ТЕКСТ —
Д-р Маркс считал, что старение зависит во многом от силы воли. Он сам был, видимо, сильным человеком, ибо непрерывно трудился в своём кабинете большой, светлой комнате, расположенной по фасаду на втором этаже. Вдоль стен были выстроены простые деревянные книжные полки, в правом углу у стены стоял большой письменный стол. Здесь Маркс читал и писал целый день, а вечером, когда спускались сумерки, разрешал себе небольшую прогулку. Я представляю себе, что в это время на нём лежали огромные обязанности. Он держал в руках нити обширной сети европейского социализма, признанным вождём которого он был. Но несмотря на всё это, находил время и для изучения русского языка, которым начал заниматься только после 60 лет. Как я слышала от Элеоноры, к концу жизни он знал его вполне хорошо.

ЗАДАНИЕ —
Обновите отрывок из воспоминаний о Марксе, начиная со слов "Д-р Маркс считал, что" и заканчивая словами "его вполне хорошо." включительно. Замените в нем "кабинете" на "рабочем кабинете".

ИСХОДНЫЕ МАТЕРИАЛЫ —
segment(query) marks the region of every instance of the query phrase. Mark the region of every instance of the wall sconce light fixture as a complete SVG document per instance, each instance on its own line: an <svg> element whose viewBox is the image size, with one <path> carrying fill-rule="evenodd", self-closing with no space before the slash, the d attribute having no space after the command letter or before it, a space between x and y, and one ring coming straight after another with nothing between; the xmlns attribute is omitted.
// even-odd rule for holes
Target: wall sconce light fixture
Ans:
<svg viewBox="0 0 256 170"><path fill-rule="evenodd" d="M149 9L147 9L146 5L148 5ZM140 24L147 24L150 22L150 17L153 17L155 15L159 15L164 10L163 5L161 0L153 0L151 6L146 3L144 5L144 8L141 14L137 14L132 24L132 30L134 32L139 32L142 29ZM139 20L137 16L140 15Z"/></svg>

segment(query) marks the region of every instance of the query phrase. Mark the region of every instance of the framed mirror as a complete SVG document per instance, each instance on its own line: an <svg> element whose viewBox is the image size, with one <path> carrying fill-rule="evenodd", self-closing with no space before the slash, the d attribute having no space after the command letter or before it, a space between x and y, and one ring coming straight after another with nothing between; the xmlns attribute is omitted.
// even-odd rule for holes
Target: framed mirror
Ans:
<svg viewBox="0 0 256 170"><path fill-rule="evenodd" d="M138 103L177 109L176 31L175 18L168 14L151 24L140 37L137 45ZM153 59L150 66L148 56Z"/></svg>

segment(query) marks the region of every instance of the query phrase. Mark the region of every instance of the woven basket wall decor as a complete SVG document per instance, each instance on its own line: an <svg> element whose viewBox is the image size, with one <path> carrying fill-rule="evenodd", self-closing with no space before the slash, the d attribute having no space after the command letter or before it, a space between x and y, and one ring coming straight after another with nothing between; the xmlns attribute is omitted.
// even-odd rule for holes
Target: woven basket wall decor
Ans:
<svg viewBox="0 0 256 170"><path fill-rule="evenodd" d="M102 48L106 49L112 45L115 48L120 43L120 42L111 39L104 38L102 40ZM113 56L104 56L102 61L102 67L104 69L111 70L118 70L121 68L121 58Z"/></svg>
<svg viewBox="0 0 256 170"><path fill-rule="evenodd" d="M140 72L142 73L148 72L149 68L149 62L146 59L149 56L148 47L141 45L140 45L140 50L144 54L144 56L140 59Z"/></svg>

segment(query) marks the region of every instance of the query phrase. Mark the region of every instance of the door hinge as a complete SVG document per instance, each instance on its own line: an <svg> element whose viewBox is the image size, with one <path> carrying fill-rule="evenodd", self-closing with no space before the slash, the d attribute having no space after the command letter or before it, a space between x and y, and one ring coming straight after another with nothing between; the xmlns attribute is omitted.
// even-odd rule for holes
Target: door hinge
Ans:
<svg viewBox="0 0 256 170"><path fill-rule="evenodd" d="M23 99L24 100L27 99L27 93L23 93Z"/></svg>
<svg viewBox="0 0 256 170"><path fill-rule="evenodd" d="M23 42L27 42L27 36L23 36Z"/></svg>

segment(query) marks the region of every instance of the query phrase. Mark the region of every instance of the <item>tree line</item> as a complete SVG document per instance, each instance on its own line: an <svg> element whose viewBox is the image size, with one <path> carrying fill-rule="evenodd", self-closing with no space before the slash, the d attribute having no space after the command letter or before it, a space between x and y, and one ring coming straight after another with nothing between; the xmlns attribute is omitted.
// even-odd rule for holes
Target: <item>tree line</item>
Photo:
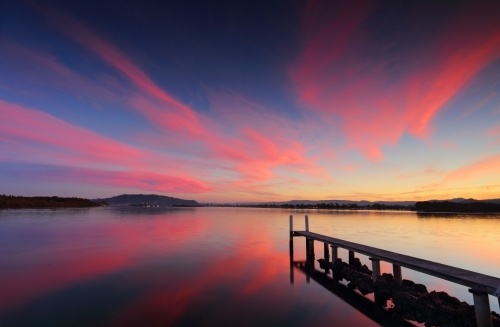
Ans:
<svg viewBox="0 0 500 327"><path fill-rule="evenodd" d="M82 198L63 198L58 196L14 196L0 195L0 209L22 208L87 208L99 207L106 203L98 203Z"/></svg>

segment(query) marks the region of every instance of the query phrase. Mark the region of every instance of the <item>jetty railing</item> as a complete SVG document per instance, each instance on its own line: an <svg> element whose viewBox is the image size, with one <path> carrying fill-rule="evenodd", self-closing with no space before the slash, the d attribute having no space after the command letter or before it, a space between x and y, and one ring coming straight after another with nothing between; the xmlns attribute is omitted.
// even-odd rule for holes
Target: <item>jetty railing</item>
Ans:
<svg viewBox="0 0 500 327"><path fill-rule="evenodd" d="M324 244L325 260L330 260L330 250L328 249L328 246L331 247L332 262L338 258L338 248L343 248L349 251L349 264L351 264L355 258L355 253L367 255L372 262L374 282L376 282L377 278L380 278L381 276L380 261L386 261L392 263L394 280L398 282L401 282L403 279L401 267L405 267L469 287L469 292L472 293L474 300L474 309L478 327L493 326L488 295L497 297L500 305L500 278L313 233L309 231L308 215L305 216L305 231L296 231L293 229L293 215L290 215L291 242L293 237L306 238L306 254L308 257L314 257L314 241L319 241ZM291 247L290 252L292 251L293 248ZM291 255L293 254L291 253Z"/></svg>

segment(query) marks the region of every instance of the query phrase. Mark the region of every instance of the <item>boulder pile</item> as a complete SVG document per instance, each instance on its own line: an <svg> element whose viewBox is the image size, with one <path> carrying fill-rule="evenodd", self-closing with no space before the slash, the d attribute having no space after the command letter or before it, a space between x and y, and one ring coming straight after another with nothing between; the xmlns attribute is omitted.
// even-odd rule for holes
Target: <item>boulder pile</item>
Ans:
<svg viewBox="0 0 500 327"><path fill-rule="evenodd" d="M375 293L377 301L381 303L391 300L394 306L387 308L390 314L425 323L425 326L476 326L474 306L461 302L446 292L428 292L425 285L407 279L398 283L393 280L392 274L382 274L375 283L373 272L362 265L358 258L351 264L342 262L341 259L333 263L324 259L319 259L318 262L322 269L331 269L334 278L347 280L347 287L357 289L363 295ZM494 327L500 327L500 316L493 311L492 320Z"/></svg>

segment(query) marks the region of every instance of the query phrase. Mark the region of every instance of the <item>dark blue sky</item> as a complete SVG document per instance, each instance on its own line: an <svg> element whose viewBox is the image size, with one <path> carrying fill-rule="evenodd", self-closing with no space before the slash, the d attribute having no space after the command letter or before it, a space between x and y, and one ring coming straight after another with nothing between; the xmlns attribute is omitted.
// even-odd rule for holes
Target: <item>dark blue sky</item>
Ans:
<svg viewBox="0 0 500 327"><path fill-rule="evenodd" d="M1 6L2 193L500 194L498 2Z"/></svg>

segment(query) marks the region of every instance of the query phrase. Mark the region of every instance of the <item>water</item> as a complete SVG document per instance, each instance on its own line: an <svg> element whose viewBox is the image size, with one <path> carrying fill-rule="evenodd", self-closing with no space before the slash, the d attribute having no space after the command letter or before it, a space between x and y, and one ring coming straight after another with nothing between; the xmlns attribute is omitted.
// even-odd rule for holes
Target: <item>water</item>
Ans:
<svg viewBox="0 0 500 327"><path fill-rule="evenodd" d="M296 230L308 214L311 231L500 276L498 215L0 210L0 326L378 326L297 268L290 283L290 214ZM294 260L304 259L295 238ZM404 268L403 278L472 303L465 287Z"/></svg>

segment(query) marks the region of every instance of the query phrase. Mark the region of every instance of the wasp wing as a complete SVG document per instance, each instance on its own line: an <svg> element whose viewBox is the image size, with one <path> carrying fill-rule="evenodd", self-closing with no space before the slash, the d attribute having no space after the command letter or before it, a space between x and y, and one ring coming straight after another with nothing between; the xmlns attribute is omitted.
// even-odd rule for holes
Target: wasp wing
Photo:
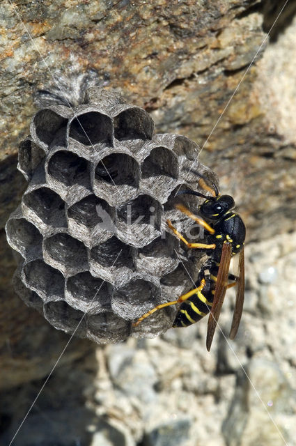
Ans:
<svg viewBox="0 0 296 446"><path fill-rule="evenodd" d="M227 242L223 244L222 253L220 259L220 266L219 267L217 276L217 283L215 289L214 301L212 310L208 321L208 332L206 346L208 351L210 351L212 341L220 316L224 300L225 293L228 283L228 272L231 259L231 245Z"/></svg>
<svg viewBox="0 0 296 446"><path fill-rule="evenodd" d="M240 261L238 263L238 279L236 289L235 306L234 309L233 318L231 323L229 337L234 339L237 332L242 317L242 307L244 306L244 248L240 252Z"/></svg>

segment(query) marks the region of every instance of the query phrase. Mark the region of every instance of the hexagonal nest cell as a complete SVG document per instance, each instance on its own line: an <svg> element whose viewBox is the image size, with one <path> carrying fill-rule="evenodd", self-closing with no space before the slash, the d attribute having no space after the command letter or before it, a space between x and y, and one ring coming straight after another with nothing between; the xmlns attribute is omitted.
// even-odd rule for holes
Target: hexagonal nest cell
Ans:
<svg viewBox="0 0 296 446"><path fill-rule="evenodd" d="M14 284L30 307L56 328L98 343L153 337L171 327L178 309L163 309L133 328L155 305L192 288L203 254L166 231L192 222L176 209L196 211L202 177L215 175L196 160L185 137L154 134L143 109L93 87L85 103L47 107L33 118L20 146L28 181L6 224L18 252Z"/></svg>

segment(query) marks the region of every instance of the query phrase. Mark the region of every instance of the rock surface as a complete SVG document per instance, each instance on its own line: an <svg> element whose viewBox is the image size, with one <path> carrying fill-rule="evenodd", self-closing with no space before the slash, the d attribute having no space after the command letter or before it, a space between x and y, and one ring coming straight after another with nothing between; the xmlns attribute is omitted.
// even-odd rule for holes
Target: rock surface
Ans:
<svg viewBox="0 0 296 446"><path fill-rule="evenodd" d="M205 352L206 321L169 330L161 339L99 348L98 362L86 355L91 344L72 339L28 426L45 426L45 418L54 438L56 433L54 442L43 438L48 445L93 441L92 446L109 446L118 438L128 446L162 444L170 430L182 436L184 446L295 444L296 23L289 1L272 29L273 42L267 39L260 48L284 1L270 0L263 8L261 3L153 0L136 8L125 0L23 0L0 5L4 444L68 340L13 293L15 263L2 229L25 187L16 153L36 111L34 100L50 102L52 95L45 90L61 94L52 75L73 105L91 82L116 88L150 113L157 132L180 133L204 146L201 160L219 175L221 190L233 194L254 243L247 248L245 311L232 350L220 335L211 353ZM231 321L231 291L222 328ZM66 416L69 405L77 410L74 420ZM58 420L55 413L52 420L52 410ZM73 421L79 416L86 422L75 431ZM30 444L40 446L40 431L32 433L36 431L39 436ZM20 429L19 444L29 432Z"/></svg>

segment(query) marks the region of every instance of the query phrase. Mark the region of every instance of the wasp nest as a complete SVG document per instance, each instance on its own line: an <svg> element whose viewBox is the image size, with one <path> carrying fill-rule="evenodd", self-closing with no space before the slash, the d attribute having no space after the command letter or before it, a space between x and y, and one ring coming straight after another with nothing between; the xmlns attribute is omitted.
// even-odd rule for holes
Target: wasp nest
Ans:
<svg viewBox="0 0 296 446"><path fill-rule="evenodd" d="M165 222L180 220L177 201L196 208L199 199L176 197L179 190L217 178L198 162L189 171L195 143L153 130L145 110L91 88L74 109L39 110L20 144L29 185L6 224L20 254L15 286L56 328L98 343L155 336L176 308L132 322L192 287L186 269L196 278L196 252L184 250ZM181 220L181 230L192 223Z"/></svg>

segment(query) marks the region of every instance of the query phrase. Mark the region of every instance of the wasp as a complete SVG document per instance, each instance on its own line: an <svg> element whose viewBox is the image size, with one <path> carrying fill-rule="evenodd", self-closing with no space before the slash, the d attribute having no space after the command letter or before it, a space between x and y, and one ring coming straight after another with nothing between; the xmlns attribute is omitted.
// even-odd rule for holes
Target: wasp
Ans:
<svg viewBox="0 0 296 446"><path fill-rule="evenodd" d="M238 330L244 304L246 227L240 215L233 211L235 203L231 195L220 195L215 185L212 188L204 182L201 183L211 195L191 190L178 194L190 194L205 199L198 208L199 216L182 204L176 205L176 208L205 229L205 243L191 243L170 220L166 221L166 225L188 248L202 249L208 255L208 259L201 266L192 290L180 296L177 300L157 305L139 318L134 326L157 310L176 304L180 304L180 306L173 327L187 327L210 313L206 339L207 350L210 351L226 290L235 285L237 292L231 339L234 339ZM238 253L238 275L235 276L229 273L229 266L231 258Z"/></svg>

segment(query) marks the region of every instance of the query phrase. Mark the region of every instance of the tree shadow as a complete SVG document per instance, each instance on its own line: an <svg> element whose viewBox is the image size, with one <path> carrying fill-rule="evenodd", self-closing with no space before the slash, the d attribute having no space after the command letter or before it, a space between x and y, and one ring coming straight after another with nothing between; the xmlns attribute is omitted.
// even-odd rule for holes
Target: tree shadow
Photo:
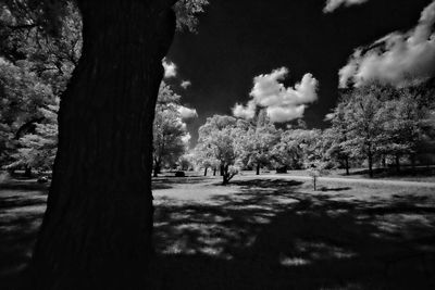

РЕЗУЛЬТАТ ВЫПОЛНЕНИЯ —
Д-р Маркс считал, что старение зависит во многом от силы воли. Он сам был, видимо, сильным человеком, ибо непрерывно трудился в своём рабочем кабинете большой, светлой комнате, расположенной по фасаду на втором этаже. Вдоль стен были выстроены простые деревянные книжные полки, в правом углу у стены стоял большой письменный стол. Здесь Маркс читал и писал целый день, а вечером, когда спускались сумерки, разрешал себе небольшую прогулку. Я представляю себе, что в это время на нём лежали огромные обязанности. Он держал в руках нити обширной сети европейского социализма, признанным вождём которого он был. Но несмотря на всё это, находил время и для изучения русского языка, которым начал заниматься только после 60 лет. Как я слышала от Элеоноры, к концу жизни он знал его вполне хорошо.